++++ EXERCISE MATERIALS

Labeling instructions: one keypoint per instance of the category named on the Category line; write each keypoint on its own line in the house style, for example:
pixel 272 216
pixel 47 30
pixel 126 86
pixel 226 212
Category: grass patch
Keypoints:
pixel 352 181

++++++++

* [TASK]: Extract the listing in its entirety, matching it exactly.

* [ANSWER AREA]:
Labeling instructions: one keypoint per instance of the category named on the Category line; write each keypoint on its own line in the house style, for example:
pixel 272 216
pixel 47 30
pixel 126 86
pixel 226 212
Category: grass patch
Keypoints:
pixel 352 181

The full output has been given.